Rows from a box labeling dataset
_ _ _ _ _

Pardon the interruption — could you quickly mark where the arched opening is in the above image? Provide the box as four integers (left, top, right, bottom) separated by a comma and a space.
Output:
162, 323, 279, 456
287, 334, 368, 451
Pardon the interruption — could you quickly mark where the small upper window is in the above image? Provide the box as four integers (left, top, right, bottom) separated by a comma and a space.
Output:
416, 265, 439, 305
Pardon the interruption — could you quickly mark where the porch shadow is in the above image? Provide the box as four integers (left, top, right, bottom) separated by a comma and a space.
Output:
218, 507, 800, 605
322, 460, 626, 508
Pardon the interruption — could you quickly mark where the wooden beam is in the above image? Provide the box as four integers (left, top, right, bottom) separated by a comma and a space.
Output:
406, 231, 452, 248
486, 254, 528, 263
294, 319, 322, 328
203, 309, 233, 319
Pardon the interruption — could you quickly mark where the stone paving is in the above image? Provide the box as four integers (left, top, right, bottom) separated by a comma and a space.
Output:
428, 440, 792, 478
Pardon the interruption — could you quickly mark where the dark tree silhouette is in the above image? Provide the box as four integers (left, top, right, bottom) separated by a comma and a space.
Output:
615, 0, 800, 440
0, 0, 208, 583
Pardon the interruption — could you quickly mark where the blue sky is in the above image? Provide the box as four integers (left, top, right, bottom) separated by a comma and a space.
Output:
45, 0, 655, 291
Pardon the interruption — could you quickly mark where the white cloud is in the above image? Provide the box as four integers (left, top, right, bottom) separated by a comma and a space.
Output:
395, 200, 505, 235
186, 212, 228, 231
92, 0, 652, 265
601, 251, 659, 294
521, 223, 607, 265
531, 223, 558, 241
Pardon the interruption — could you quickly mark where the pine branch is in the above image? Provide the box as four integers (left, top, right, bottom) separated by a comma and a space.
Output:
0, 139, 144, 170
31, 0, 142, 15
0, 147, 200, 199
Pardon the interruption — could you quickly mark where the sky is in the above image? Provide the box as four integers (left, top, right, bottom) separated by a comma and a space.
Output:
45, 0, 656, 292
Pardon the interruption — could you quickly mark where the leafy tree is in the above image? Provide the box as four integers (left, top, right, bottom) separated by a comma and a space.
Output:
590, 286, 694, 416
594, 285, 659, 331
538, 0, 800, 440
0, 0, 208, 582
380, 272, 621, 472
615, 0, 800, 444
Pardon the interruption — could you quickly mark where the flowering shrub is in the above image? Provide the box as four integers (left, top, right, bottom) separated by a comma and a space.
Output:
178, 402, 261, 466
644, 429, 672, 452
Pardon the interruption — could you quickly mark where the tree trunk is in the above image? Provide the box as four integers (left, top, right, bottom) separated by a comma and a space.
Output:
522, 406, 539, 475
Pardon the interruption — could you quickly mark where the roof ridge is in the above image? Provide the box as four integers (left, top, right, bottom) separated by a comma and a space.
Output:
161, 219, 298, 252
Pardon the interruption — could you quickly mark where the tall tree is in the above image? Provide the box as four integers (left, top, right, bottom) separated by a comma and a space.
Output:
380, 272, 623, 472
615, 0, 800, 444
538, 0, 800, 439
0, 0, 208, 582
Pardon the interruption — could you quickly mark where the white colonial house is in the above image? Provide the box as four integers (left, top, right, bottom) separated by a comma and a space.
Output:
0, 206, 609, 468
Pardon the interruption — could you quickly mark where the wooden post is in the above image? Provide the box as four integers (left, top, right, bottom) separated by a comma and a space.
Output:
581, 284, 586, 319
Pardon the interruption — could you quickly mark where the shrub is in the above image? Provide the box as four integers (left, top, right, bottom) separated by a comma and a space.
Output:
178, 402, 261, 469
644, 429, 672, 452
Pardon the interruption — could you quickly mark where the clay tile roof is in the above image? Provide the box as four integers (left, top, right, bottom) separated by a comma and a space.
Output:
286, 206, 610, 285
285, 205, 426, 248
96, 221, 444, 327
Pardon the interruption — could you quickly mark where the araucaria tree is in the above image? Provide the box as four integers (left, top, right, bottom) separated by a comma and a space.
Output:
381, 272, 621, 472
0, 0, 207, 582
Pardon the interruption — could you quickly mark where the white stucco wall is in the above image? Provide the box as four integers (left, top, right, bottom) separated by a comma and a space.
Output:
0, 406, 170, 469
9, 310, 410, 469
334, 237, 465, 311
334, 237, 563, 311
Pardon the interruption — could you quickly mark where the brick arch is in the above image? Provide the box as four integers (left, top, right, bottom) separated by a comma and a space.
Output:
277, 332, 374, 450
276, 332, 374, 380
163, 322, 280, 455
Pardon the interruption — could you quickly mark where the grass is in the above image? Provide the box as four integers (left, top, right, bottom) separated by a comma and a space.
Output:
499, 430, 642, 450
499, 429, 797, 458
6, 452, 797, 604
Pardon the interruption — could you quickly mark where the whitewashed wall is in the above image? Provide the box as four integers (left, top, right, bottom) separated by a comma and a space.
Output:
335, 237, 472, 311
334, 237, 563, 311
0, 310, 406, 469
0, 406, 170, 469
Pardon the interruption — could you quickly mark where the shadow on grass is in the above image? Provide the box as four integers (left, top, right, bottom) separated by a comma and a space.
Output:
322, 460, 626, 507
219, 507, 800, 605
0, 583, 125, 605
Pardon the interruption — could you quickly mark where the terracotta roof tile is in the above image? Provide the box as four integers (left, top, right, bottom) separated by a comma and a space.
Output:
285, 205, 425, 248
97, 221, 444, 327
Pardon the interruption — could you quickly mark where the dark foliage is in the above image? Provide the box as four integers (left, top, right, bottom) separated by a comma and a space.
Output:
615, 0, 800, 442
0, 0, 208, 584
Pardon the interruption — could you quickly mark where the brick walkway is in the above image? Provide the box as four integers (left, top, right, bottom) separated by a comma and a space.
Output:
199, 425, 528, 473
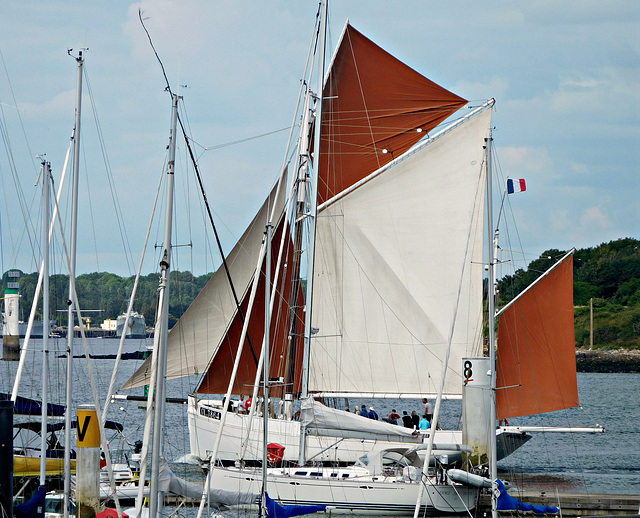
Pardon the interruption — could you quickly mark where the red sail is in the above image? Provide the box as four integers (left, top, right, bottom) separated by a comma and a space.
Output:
197, 218, 304, 394
496, 255, 580, 419
318, 25, 467, 203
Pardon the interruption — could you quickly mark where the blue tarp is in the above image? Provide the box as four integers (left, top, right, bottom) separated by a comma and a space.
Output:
13, 486, 47, 518
265, 493, 327, 518
496, 480, 559, 514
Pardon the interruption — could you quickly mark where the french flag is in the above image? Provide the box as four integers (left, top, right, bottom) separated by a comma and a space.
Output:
507, 178, 527, 194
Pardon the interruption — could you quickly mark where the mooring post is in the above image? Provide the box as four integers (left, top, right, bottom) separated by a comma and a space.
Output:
76, 405, 100, 518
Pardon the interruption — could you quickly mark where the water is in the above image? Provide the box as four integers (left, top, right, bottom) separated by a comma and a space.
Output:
0, 338, 640, 504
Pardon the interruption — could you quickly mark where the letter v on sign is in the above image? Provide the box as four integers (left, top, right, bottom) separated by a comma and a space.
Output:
78, 408, 100, 448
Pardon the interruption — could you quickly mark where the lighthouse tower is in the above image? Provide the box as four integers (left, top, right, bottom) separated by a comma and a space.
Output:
2, 270, 20, 361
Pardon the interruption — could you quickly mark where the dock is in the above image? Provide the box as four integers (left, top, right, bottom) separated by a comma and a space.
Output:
476, 491, 640, 518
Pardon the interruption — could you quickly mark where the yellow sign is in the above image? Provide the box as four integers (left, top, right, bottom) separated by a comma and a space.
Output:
77, 409, 100, 448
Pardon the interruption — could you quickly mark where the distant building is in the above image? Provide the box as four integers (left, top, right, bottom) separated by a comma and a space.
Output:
116, 311, 147, 338
100, 318, 118, 331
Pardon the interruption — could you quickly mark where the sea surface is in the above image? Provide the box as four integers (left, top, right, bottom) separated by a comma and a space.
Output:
0, 338, 640, 516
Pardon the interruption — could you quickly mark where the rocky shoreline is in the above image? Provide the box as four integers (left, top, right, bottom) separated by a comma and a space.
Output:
576, 349, 640, 373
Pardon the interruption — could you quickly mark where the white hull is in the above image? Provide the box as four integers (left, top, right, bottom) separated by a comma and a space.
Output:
211, 468, 478, 515
188, 396, 531, 464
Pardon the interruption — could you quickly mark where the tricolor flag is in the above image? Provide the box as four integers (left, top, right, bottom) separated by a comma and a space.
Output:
507, 178, 527, 194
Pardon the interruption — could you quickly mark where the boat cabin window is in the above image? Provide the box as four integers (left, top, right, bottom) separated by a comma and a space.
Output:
355, 454, 371, 468
382, 451, 412, 467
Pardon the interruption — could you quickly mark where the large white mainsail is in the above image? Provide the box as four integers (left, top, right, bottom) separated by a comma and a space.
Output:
309, 110, 491, 396
122, 175, 285, 389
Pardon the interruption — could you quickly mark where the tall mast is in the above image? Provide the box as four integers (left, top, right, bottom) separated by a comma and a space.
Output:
262, 218, 273, 516
485, 133, 498, 518
149, 94, 180, 517
298, 0, 327, 466
40, 160, 51, 486
64, 51, 84, 518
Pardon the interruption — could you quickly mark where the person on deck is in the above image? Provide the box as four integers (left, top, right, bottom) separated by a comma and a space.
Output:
411, 410, 420, 430
389, 409, 400, 424
422, 397, 433, 422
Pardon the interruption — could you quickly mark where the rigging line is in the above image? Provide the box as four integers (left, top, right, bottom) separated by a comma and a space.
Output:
178, 114, 260, 370
138, 9, 260, 376
0, 112, 39, 270
194, 125, 297, 151
82, 68, 132, 272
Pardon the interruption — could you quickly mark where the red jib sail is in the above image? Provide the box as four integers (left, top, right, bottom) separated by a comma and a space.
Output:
496, 255, 580, 419
318, 25, 467, 203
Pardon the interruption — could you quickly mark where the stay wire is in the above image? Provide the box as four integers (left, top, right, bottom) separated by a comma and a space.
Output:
138, 9, 260, 370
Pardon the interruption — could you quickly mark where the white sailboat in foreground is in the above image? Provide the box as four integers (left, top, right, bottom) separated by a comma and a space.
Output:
124, 3, 604, 514
125, 17, 529, 472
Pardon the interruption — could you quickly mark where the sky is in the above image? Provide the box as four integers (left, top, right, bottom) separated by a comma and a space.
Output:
0, 0, 640, 275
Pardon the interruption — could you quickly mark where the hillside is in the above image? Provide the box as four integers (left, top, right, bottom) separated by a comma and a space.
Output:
3, 238, 640, 350
3, 271, 213, 327
498, 238, 640, 350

_ _ _ _ _

• Objective
Could you rewrite the rows as a numbered list, starting at the line containing "the red jib" and continuing through the final line, both included, with any blank lines omitted?

• Response to the task
1. Pardon the interruption — could you quickly mark where the red jib sail is in the above image? Provide the box as four integers (left, top, right, bottom) separated by a comma and a space.
2. Output:
3. 496, 255, 580, 419
4. 318, 25, 467, 203
5. Pardon the interruption — could you quickly mark where the stay wire is in the above image? Provide the box as four integers (left, top, right, bottom) separated by a comma and a space.
6. Output:
7. 138, 9, 260, 370
8. Pardon the interruption — could you quickly mark where the white sailboat in foreground is in the above image? Provide the box as four integers (left, top, right, bottom) separated by a comma and a space.
9. Output:
10. 124, 3, 604, 514
11. 125, 17, 529, 472
12. Pardon the interruption — could you quickly mark where the sky is in the above image? Provide the box as four integers (left, top, right, bottom) separated by a comma and a space.
13. Output:
14. 0, 0, 640, 275
15. Pardon the interruption — could you quickly mark where the hillside is in the above image? Provide the box as four integers (left, top, right, bottom) separated by a comma and a space.
16. Output:
17. 3, 238, 640, 350
18. 3, 271, 213, 327
19. 498, 238, 640, 350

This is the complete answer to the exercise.